Job:
Your task is to repeat the records exactly from the line containing "One point goes on every instance of the fallen branch" onward, through the final line.

┄┄┄┄┄┄

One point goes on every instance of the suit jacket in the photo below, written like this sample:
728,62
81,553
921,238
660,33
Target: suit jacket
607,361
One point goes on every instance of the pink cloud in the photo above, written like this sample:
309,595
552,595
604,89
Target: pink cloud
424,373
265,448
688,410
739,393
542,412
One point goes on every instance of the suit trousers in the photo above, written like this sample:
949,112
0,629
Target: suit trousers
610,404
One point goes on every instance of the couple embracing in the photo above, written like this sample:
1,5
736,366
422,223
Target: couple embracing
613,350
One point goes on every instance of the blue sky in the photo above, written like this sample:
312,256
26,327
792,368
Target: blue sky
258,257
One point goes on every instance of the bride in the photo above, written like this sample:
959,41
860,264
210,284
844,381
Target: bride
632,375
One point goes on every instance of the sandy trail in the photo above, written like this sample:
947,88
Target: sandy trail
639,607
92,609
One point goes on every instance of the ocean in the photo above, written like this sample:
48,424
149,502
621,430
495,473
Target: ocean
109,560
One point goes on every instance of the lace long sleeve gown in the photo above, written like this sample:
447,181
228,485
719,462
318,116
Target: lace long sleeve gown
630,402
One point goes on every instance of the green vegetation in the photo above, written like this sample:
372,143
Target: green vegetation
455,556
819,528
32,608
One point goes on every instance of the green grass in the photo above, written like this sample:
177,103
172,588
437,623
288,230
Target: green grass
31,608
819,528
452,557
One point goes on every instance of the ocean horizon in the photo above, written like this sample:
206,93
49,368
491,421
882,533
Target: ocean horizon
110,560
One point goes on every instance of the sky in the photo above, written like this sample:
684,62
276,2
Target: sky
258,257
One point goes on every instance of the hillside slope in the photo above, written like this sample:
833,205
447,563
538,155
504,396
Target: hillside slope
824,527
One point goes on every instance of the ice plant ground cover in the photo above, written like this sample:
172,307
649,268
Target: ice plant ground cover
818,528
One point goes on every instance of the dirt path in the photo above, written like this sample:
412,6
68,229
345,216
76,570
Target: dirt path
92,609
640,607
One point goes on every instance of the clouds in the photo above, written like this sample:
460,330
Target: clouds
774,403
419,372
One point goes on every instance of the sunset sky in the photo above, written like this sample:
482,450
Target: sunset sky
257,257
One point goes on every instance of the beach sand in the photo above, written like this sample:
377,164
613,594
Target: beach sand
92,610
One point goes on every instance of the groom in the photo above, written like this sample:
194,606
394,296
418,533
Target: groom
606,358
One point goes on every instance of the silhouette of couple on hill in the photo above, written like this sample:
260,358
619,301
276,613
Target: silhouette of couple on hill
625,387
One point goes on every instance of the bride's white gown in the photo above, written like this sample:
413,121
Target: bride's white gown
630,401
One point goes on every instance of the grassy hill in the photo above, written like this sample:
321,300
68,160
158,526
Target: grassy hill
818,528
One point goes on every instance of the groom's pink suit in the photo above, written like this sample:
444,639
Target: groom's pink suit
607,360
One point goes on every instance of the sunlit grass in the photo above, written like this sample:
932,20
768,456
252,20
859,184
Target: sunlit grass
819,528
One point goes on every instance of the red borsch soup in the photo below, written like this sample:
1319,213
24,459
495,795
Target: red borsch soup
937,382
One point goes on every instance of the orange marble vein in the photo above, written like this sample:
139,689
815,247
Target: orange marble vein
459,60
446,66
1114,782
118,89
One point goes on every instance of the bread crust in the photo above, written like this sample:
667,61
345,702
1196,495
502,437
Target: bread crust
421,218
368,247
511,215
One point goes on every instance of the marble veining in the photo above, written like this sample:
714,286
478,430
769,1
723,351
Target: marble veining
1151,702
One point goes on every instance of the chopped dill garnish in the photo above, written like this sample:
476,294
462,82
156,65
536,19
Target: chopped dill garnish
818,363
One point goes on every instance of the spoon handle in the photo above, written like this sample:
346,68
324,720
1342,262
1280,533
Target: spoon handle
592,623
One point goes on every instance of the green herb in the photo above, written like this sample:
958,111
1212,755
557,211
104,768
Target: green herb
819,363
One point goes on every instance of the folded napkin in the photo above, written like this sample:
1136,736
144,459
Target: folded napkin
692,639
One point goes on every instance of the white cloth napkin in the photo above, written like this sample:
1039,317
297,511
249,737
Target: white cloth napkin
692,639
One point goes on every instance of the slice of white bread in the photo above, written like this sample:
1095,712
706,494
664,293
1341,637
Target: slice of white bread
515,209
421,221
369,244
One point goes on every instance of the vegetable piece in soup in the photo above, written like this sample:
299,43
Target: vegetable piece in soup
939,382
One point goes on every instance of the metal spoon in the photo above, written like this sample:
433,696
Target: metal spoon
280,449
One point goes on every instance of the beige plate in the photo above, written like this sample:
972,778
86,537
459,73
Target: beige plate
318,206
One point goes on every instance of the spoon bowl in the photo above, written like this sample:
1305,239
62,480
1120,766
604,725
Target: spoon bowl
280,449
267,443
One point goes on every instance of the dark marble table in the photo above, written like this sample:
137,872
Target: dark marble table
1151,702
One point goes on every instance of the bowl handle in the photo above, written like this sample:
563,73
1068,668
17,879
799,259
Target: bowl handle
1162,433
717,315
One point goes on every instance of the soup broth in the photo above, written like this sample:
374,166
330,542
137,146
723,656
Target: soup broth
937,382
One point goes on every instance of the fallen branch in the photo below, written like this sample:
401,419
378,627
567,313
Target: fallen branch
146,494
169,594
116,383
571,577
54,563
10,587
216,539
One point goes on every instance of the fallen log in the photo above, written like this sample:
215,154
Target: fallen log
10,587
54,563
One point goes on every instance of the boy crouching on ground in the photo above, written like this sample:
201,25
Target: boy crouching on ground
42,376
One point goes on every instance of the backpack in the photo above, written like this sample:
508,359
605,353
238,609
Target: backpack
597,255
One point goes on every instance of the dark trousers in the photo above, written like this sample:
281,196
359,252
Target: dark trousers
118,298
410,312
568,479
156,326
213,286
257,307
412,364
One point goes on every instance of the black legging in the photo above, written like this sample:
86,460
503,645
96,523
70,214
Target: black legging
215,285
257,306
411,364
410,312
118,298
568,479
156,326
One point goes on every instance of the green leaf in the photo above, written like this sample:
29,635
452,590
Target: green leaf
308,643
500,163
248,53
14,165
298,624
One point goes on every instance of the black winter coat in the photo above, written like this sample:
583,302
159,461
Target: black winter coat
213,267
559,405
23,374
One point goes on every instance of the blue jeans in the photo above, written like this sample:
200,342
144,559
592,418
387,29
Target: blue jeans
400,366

┄┄┄┄┄┄

Answer to this problem:
One point goes on every instance of the fallen branch in the photo below, written like this sample:
401,419
378,627
567,313
Target: fallen branch
146,494
169,594
116,383
571,577
54,563
10,587
216,539
One point goes on every instance of the fallen log in the photo above, written like this sample:
215,154
Target: fallen log
10,587
54,563
One point goes on every instance of the boy crouching on ground in the photo above, written like this sample:
201,25
Target: boy crouching on ground
42,376
One point goes on every instance of the backpack in the photo above, written like this sample:
508,359
605,353
238,609
Target: backpack
597,255
One point goes on every instance of the dark trousers in the photo above, written like this sample:
281,196
359,252
Target: dark trousers
118,298
410,312
568,479
156,326
213,286
257,307
412,364
One point goes on every instance of the black legging in the photo above, written like this sample:
86,460
503,645
96,523
70,214
Target: black legging
215,285
257,306
411,364
410,312
118,298
568,479
156,326
One point goes on every instance of the green leaf in the photo above, written like this sample:
29,635
452,590
Target: green leaf
308,643
500,163
248,53
14,165
298,624
One point goes on every instance of the black winter coat in the photo above, written like this sample:
583,302
159,461
Target: black winter coat
213,267
559,405
23,374
One point goes on every instance of the blue jeans in the photo above, written like this sample:
200,342
144,559
592,418
387,29
Target: blue jeans
400,366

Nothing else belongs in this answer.